● EXCERPT PROVIDED:
B3.3. Page 5: “Function DriftCorrectRatio(…”
 This function generates ratios corrected for instrumental drift. It is called by the DRS function, but is also called during export by the error propagation function. Note that the function is capable of working with a subset of the data, a feature that is used during error propagation.
B3.3.1. Page 5: “//the next 5 lines reference…”
 The global settings at the top of the file are referenced here so that they can be used in the function.
B3.3.2. Page 5: “Wave DC206_238= $ioliteDFpath(…”
 Waves generated previously by the DRS function are referenced so that they can be used in the function. If 204Pb waves are present these are also referenced.
B3.3.3. Page 5: “string ListOfSplinesForRecalc…”
 Before proceeding, it is necessary to make sure that all splines required by this function exist and are up to date. To do this a string containing a list of the required splines is created, and the “RecalculateIntegrations” function is passed this string to conduct the update.
 The splines, which may have anything from 2 to 200,000 points depending on the spline type used, are interpolated onto the index time wave. After doing this, each data point of the spline will directly correspond to the same data points in all other intermediate or output waves. The Iolite function “InterpSplineOntoIndexTime” is used to do this.
 Final corrected ratios are generated by normalizing the downhole corrected ratio to the reference standard using the reference standard spline for each ratio. This is followed by the calculation of indicative corrected ages for each elemental ratio. Finally, if 204Pb is present, drift corrected 204-related isotope ratios are generated in the same way.
B3.4. Page 6: “Function DownHoleCurveFit(”
 This function begins interactive modeling of downhole fractionation. It has the capability of staggering each window, using an optional window number. It is passed a specific raw ratio, in this case an elemental ratio such as 206Pb/238U.
B3.4.1. Page 6: “//the next 5 lines reference all of the…”
 As with other functions, these lines reference the global variables and strings at the header of the file, so that they can be used in the function.
B3.4.2. Page 6: “string ShortCurveFitType…”
 As in the main DRS function, the long descriptive names of fractionation models for the user interface are shortened.
B3.4.3. Page 6: “String WindowName…”
 A check is performed to see if the window already exists. If it does, it is deleted.
B3.4.4. Page 6: “Wave/z Index_Time…”
 The index time wave and index channel wave are referenced, and a check is conducted to see that they both exist. If either is missing an error is reported and DRS execution ends. Similarly, the reference standard matrix and beam seconds waves are referenced. A variable containing the number of points in the index time wave is created; this is used in the creation of any new waves.

● RAW DATA:
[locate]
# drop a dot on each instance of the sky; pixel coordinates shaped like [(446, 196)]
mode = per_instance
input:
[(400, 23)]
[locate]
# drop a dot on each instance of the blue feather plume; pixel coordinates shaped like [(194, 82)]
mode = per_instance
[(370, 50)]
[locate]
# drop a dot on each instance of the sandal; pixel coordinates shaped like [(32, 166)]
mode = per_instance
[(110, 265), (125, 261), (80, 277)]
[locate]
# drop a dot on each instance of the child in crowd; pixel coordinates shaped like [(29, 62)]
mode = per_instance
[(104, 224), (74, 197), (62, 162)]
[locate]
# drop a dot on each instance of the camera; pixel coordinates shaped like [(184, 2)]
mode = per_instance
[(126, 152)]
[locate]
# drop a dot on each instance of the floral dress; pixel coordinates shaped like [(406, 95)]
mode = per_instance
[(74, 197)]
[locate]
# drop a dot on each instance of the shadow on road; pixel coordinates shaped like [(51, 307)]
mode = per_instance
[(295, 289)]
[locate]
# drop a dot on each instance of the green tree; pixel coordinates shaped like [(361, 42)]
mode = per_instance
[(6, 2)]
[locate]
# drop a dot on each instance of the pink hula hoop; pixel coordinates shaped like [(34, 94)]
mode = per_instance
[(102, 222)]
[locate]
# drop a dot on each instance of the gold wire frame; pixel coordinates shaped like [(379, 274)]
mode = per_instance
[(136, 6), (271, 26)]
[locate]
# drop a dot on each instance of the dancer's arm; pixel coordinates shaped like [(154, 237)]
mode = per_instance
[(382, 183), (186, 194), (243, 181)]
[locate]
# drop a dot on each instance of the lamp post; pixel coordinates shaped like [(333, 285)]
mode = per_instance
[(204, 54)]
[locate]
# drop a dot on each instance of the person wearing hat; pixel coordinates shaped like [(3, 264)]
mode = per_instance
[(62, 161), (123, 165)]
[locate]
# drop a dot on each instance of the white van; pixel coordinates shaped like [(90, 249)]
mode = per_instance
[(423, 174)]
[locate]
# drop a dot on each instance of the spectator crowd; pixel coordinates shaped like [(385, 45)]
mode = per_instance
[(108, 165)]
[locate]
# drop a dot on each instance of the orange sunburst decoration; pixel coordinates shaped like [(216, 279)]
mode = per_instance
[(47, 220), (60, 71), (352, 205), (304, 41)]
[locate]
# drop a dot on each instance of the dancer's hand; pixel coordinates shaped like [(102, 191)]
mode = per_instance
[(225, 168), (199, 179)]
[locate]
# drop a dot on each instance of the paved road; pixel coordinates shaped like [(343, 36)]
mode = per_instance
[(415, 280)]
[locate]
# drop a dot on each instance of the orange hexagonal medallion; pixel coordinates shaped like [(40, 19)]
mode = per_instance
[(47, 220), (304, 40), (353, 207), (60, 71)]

● WHAT TO WORK ON:
1: Reproduce, word for word, the stretch of the DRS function notes from "As with other" through "interface are shortened.".
2: Render this sentence from the DRS function notes in Spanish: "The index time wave and index channel wave are referenced, and a check is conducted to see that they both exist."

● RESPONSES:
1:
As with other functions, these lines reference the global variables and strings at the header of the file, so that they can be used in the function.
B3.4.2. Page 6: “string ShortCurveFitType…”
 As in the main DRS function, the long descriptive names of fractionation models for the user interface are shortened.

2: Se hace referencia a la onda de tiempo índice y a la onda de canal índice, y se comprueba que ambas existan.